## start RAW DATA

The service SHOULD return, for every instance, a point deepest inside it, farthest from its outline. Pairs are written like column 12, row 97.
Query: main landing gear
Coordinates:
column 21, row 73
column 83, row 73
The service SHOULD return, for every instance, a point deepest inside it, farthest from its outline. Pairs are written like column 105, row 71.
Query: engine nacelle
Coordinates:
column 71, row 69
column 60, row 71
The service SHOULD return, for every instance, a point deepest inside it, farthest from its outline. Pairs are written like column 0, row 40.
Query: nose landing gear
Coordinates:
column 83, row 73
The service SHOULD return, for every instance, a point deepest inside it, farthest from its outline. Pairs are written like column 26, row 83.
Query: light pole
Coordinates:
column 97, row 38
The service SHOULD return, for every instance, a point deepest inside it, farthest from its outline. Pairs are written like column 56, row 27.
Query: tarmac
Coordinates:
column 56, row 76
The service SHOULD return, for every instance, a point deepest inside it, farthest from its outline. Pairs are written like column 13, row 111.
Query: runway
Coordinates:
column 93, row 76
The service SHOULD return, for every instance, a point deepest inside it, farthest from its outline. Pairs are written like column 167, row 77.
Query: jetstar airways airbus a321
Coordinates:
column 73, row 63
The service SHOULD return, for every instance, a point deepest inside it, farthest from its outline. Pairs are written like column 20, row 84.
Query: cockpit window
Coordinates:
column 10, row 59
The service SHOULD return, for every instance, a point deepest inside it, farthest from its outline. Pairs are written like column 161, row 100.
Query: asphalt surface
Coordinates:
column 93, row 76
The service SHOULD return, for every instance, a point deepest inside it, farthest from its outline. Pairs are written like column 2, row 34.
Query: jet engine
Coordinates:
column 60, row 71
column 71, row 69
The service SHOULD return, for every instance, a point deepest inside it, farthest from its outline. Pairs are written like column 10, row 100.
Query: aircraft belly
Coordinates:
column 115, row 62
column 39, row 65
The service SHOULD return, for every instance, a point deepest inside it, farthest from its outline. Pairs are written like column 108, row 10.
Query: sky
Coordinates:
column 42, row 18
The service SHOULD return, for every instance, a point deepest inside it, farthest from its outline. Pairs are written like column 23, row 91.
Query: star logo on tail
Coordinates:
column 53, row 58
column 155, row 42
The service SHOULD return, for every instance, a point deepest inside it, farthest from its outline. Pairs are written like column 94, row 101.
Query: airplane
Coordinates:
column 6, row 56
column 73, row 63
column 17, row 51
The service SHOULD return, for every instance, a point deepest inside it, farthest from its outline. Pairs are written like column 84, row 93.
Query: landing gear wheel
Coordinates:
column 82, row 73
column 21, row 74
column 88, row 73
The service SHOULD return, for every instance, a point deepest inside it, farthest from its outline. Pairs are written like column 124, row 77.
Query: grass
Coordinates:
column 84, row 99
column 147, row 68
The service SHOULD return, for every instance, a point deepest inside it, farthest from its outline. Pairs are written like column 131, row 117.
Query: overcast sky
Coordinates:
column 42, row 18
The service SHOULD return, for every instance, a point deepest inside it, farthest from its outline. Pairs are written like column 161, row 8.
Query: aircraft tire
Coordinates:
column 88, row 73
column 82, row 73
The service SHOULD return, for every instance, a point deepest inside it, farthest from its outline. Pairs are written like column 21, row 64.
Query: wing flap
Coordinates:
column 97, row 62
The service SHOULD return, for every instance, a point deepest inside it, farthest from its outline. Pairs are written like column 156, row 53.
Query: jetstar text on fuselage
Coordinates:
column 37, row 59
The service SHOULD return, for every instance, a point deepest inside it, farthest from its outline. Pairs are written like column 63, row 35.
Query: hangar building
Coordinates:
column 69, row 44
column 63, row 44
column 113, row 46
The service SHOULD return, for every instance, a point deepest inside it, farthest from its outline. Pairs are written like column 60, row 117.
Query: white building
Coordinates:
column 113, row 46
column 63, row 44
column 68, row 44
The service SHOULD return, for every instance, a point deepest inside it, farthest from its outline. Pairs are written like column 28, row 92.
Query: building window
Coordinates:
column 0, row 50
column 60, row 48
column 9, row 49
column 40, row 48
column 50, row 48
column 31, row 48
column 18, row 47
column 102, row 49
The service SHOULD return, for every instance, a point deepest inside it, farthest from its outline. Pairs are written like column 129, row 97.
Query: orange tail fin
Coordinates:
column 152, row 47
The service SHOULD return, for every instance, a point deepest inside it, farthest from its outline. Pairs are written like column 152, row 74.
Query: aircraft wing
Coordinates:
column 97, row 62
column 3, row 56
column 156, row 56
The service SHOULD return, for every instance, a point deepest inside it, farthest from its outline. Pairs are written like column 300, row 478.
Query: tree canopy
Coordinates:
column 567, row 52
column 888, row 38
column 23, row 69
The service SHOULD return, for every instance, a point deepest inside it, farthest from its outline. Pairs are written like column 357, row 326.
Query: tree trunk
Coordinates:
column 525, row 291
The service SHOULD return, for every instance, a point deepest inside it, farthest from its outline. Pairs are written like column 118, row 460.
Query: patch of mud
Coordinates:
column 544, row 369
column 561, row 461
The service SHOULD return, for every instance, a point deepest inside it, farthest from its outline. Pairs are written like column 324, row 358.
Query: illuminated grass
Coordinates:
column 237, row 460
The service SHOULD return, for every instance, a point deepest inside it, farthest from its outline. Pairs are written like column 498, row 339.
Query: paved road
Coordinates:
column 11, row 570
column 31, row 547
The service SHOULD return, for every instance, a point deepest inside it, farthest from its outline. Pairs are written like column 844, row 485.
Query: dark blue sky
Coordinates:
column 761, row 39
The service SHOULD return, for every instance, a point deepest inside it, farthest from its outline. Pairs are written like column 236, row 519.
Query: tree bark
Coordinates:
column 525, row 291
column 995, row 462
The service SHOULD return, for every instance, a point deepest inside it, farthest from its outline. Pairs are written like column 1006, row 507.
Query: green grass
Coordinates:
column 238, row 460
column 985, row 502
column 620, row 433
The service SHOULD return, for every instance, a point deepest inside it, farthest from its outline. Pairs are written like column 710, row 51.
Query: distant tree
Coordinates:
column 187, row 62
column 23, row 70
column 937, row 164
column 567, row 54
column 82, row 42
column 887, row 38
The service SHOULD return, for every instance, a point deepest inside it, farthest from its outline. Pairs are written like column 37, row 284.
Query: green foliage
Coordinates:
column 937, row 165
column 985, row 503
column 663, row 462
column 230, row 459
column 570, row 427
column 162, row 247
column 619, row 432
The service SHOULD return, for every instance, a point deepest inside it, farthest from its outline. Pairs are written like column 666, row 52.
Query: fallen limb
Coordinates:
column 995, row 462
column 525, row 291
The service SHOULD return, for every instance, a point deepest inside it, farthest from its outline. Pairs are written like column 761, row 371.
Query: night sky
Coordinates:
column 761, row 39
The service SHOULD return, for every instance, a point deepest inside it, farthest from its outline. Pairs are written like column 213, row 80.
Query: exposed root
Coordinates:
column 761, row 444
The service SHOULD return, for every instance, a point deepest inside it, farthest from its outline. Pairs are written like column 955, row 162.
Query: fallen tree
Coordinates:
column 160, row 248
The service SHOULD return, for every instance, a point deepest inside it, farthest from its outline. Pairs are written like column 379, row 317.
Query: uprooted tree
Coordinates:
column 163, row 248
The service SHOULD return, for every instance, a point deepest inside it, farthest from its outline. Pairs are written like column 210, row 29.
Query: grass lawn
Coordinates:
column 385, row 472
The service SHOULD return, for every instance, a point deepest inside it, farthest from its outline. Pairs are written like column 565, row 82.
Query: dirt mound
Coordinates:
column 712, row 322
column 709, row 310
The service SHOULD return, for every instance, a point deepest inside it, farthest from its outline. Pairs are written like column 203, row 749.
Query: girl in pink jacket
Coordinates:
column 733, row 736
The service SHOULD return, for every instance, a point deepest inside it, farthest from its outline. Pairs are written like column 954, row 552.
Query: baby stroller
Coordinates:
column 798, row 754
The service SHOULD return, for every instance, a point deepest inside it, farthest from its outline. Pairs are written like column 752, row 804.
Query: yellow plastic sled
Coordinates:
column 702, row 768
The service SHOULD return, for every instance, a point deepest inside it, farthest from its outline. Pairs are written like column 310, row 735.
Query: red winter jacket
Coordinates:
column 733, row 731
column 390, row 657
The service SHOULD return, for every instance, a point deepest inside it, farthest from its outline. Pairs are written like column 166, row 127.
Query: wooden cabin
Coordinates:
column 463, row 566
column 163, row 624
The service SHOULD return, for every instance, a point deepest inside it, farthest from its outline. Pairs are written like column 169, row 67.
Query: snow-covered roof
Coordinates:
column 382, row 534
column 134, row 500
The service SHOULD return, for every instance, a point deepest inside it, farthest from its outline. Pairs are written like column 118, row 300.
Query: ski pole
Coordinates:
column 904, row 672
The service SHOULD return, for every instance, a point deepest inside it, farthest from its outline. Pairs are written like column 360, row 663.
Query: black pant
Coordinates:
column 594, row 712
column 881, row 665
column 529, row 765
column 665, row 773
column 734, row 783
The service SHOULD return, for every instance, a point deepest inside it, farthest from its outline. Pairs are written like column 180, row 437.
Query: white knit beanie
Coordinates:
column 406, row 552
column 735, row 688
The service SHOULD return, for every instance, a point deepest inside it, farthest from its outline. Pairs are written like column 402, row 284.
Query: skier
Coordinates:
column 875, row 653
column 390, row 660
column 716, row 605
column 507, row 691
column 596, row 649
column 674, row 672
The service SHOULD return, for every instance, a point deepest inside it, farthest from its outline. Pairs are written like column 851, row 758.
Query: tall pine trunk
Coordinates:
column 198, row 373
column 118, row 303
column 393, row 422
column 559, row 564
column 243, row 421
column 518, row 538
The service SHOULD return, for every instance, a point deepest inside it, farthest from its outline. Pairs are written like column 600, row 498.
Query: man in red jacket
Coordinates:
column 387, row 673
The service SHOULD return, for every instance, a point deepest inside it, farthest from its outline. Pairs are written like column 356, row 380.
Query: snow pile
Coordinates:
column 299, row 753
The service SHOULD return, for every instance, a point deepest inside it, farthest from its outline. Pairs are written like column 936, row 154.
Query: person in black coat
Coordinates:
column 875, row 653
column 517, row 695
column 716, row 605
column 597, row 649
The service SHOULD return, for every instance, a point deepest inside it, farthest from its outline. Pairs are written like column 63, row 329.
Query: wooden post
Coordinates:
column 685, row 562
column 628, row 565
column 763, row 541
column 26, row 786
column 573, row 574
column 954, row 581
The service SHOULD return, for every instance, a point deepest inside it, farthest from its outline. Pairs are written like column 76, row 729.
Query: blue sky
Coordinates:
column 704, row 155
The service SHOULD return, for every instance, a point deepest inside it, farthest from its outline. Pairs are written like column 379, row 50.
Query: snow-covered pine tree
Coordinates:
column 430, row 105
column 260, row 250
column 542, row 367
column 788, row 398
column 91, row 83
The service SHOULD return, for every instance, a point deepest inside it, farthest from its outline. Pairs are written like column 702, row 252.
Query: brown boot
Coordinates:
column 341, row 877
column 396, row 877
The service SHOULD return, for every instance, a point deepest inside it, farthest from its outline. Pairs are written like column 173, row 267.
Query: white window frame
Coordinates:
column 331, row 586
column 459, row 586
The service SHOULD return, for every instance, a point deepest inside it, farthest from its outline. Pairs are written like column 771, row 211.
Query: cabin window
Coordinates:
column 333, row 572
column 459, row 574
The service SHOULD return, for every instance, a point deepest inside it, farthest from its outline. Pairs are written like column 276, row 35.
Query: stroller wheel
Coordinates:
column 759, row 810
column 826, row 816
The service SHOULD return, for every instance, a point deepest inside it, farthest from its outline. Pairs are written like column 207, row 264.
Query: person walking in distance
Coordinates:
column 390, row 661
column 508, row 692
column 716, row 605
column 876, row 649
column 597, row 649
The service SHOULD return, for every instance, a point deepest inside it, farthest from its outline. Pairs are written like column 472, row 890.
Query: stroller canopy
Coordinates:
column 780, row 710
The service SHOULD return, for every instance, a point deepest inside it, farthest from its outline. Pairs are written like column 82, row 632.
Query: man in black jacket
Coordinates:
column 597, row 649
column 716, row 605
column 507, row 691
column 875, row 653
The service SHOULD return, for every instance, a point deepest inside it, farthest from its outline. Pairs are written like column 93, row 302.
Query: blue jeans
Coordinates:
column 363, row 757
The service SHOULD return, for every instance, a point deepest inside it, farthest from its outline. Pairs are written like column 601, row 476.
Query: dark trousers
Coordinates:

## end RAW DATA

*SET TASK*:
Restate the listing lines from the line containing "600, row 498." through the line containing "column 387, row 673", both included. Substitute "red coat" for "red jacket" and keep all other text unchanged.

*SOLUTION TO THE PROBLEM*:
The service SHOULD return, for every instance, a point deepest inside it, farthest from its outline. Pairs are written like column 600, row 498.
Query: man in red coat
Coordinates:
column 387, row 673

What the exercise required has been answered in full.